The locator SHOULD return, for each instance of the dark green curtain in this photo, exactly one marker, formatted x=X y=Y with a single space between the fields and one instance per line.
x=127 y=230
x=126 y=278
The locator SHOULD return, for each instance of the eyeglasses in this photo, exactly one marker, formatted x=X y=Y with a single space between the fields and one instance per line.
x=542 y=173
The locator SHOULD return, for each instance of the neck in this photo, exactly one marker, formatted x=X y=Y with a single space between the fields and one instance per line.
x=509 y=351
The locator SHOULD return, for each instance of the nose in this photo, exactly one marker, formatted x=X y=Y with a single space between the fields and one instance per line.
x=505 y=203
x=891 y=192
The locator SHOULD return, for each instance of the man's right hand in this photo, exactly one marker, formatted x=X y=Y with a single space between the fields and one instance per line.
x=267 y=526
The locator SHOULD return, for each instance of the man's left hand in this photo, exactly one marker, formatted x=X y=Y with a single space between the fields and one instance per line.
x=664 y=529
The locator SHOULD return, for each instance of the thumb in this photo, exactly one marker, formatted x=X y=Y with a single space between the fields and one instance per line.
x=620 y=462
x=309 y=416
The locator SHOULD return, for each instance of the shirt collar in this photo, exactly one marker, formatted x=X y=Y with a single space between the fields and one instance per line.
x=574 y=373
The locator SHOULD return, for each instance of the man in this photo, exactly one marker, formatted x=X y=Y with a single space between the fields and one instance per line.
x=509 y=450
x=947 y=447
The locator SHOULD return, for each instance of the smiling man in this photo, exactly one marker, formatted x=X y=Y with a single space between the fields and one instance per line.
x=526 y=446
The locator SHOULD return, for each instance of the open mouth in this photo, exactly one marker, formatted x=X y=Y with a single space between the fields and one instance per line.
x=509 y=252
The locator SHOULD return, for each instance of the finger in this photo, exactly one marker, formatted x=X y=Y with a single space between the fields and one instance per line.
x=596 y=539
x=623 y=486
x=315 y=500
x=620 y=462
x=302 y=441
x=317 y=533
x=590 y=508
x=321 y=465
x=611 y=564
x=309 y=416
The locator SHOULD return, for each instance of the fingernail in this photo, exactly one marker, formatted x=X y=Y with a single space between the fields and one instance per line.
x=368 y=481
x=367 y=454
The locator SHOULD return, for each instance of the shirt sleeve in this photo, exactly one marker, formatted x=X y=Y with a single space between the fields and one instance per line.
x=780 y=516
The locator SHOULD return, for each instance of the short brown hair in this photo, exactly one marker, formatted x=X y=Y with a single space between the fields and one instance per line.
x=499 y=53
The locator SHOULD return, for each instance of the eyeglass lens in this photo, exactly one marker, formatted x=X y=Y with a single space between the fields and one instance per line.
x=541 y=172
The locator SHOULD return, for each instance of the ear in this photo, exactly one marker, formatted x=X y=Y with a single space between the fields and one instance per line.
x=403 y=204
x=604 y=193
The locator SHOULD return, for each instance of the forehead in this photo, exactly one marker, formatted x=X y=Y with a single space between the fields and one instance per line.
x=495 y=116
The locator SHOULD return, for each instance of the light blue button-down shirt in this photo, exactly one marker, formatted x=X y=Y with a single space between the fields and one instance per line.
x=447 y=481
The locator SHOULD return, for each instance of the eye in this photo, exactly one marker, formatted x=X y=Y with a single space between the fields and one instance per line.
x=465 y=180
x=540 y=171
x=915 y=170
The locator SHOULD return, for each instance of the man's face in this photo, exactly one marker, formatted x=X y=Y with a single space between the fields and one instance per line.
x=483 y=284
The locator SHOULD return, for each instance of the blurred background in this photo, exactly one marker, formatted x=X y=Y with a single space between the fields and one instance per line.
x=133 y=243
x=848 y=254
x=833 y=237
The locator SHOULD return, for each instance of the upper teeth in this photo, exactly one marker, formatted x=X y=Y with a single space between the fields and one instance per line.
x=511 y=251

* * *

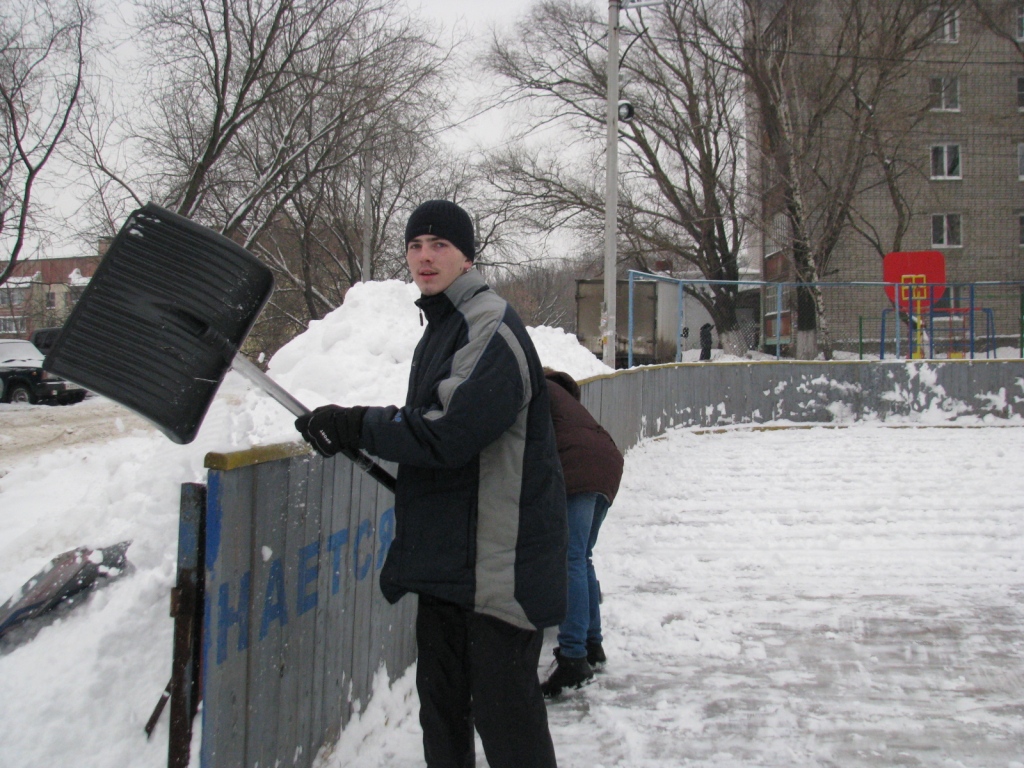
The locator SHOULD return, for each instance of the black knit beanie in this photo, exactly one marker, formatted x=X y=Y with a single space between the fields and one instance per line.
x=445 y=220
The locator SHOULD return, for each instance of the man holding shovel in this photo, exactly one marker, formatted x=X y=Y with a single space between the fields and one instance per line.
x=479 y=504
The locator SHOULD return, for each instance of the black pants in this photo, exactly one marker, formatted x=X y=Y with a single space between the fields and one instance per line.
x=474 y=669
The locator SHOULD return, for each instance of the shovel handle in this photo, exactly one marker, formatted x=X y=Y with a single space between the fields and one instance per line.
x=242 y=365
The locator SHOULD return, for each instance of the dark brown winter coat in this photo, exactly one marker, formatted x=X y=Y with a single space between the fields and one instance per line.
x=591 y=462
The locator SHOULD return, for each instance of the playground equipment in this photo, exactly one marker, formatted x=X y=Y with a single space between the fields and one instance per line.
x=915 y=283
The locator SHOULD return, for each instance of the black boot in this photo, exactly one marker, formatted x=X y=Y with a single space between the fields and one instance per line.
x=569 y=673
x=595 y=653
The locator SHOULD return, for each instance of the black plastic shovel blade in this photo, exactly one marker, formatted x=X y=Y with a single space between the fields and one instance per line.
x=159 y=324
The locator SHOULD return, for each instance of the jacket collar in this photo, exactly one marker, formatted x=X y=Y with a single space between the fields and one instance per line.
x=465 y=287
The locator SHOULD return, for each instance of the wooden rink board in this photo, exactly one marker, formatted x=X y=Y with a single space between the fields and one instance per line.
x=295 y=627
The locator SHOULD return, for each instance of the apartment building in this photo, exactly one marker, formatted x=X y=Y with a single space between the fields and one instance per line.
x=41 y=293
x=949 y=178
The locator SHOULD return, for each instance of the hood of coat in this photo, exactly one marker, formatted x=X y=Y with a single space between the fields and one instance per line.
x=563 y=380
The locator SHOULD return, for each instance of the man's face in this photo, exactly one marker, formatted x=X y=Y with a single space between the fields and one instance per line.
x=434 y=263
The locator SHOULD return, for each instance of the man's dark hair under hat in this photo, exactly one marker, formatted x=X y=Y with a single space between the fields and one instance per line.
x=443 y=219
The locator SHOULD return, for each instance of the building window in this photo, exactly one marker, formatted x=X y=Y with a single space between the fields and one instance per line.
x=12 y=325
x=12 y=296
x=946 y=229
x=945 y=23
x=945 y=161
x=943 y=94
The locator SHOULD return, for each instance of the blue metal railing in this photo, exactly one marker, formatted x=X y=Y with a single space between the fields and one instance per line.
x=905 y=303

Task: Write out the data again without any change, starting with the line that contains "the black plastic" and going on through the line that contains "x=905 y=303", with both of those lines included.

Result below:
The locator SHOULD return, for each instance of the black plastic shovel blade in this photo, exactly one marker, formatted x=X y=Y with a single space between the fields and one instance per line.
x=159 y=324
The locator SHOULD return, for each instance of the jacket collar in this photo, exactly one marker, formatted x=X y=Y with a single space between the fields and one instance per line.
x=465 y=287
The locator SHOULD return, for each instance of the wooden rink board in this photo, exactly one marker, formatted x=X y=Y with a single space between the fields and one instance per line.
x=295 y=627
The locator SHOULD return, for each instance of the apartment building in this photo, exactly one marker, formatted x=X y=Y with a single space between the fields and one instance per line.
x=41 y=293
x=949 y=178
The locator SHOULD return, for each instance of the hood of coat in this photo, exactly one marker, formatted x=X y=Y with a single space between the fields and one instance per line.
x=563 y=380
The locator SHOULD return, for each instance of the man's face in this photo, exactly one marker, formatted x=X y=Y with a single space between the fields and one instance per line.
x=434 y=263
The locator SHOULD return, for each instance of the man's dark hair under hat in this photo, exactly one marker, formatted x=X y=Y with a single space between the fields and one instance per line.
x=443 y=219
The locator SHOULD return, for each instance of the building window in this photo, exactly one marker, formatted x=X y=Y with a single space between the fields and one instance per line.
x=12 y=325
x=12 y=296
x=946 y=229
x=945 y=23
x=945 y=161
x=943 y=94
The locator SHOULD return, for each instance of the blue metal railing in this photo, exactly one marker, formatted x=X y=Y with a single space between the fields and one instance per line.
x=905 y=303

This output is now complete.